*** Begin section ***
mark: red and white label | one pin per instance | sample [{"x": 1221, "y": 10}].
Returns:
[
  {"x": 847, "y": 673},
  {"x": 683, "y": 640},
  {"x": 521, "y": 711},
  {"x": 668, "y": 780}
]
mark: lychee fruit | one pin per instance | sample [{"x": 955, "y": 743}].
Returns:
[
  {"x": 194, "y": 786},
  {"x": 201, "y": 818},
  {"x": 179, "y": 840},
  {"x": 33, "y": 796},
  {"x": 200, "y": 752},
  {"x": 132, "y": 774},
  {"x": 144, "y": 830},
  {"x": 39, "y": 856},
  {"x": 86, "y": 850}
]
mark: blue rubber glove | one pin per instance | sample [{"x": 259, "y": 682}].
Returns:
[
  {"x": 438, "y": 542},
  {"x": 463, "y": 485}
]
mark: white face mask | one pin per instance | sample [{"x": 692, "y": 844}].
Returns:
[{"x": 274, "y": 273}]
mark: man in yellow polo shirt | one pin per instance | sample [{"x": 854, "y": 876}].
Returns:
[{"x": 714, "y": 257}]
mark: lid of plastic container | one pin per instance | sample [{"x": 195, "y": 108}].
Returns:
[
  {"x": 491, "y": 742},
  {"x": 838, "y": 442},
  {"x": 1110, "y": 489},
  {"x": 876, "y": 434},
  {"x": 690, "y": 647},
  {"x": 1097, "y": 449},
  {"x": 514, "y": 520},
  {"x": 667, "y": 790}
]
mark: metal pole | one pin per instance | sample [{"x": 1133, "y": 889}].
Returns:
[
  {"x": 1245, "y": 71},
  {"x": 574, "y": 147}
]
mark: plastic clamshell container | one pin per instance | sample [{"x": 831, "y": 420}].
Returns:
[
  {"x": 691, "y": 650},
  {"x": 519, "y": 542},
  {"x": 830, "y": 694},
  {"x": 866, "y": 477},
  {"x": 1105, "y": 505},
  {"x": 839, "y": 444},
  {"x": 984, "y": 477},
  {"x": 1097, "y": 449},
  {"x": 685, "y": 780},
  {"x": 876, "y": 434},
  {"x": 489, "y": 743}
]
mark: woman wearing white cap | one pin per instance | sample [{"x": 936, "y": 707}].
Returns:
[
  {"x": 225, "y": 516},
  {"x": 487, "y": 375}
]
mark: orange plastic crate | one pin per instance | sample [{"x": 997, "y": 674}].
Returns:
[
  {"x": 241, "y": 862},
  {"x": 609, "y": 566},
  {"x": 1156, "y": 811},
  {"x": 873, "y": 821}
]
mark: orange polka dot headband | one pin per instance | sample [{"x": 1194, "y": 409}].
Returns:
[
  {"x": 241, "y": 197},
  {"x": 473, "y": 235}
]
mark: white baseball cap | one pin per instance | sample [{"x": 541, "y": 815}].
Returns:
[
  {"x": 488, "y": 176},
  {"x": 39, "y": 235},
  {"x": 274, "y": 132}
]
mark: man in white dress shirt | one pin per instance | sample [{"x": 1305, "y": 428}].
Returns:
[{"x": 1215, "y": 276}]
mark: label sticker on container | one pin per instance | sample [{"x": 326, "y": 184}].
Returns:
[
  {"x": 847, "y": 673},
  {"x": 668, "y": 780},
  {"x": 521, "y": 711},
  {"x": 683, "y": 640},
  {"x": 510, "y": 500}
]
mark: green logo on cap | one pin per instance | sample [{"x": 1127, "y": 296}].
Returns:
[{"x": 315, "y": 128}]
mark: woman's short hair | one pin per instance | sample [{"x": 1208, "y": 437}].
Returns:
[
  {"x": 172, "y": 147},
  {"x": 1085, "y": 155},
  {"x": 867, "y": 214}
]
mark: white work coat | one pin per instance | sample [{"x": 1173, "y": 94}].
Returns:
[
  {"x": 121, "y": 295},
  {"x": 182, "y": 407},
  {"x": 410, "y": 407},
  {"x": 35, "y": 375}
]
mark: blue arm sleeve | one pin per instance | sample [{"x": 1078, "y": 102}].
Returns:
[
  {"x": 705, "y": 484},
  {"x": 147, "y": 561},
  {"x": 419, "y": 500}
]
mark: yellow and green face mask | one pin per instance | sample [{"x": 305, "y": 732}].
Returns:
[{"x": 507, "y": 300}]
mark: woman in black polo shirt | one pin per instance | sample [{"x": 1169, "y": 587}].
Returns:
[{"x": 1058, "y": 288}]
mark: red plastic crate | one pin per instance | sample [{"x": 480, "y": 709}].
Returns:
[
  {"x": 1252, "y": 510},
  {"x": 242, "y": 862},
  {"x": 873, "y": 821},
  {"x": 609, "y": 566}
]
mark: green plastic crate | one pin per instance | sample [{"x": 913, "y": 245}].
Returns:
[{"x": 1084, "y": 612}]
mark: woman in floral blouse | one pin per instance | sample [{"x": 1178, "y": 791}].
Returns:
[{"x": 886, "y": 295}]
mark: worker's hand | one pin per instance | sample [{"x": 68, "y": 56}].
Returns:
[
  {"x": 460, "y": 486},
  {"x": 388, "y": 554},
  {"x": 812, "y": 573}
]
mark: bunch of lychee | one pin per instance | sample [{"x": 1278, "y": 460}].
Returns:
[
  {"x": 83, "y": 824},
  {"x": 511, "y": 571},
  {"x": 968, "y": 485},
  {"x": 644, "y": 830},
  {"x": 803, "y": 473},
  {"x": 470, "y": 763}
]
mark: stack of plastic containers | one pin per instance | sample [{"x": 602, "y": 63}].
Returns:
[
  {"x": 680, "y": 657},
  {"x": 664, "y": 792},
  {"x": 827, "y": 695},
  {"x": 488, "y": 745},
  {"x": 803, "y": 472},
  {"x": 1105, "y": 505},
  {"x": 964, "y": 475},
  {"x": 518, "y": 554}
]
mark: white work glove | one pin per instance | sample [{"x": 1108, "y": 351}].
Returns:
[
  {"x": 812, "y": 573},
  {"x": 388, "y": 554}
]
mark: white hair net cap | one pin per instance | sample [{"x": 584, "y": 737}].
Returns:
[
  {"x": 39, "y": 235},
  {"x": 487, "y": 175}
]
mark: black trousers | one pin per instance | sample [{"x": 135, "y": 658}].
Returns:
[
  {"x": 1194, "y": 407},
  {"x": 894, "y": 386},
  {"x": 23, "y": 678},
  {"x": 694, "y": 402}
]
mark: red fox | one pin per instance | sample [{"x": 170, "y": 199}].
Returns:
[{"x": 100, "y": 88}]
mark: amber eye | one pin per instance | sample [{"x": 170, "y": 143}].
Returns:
*** End section ***
- Your goal
Whenever a line in the records contains the word "face", copy that line.

- Task result
mark: white face mask | one pin per instance | sample [{"x": 692, "y": 844}].
mark: yellow and green face mask | one pin per instance | sample [{"x": 305, "y": 732}].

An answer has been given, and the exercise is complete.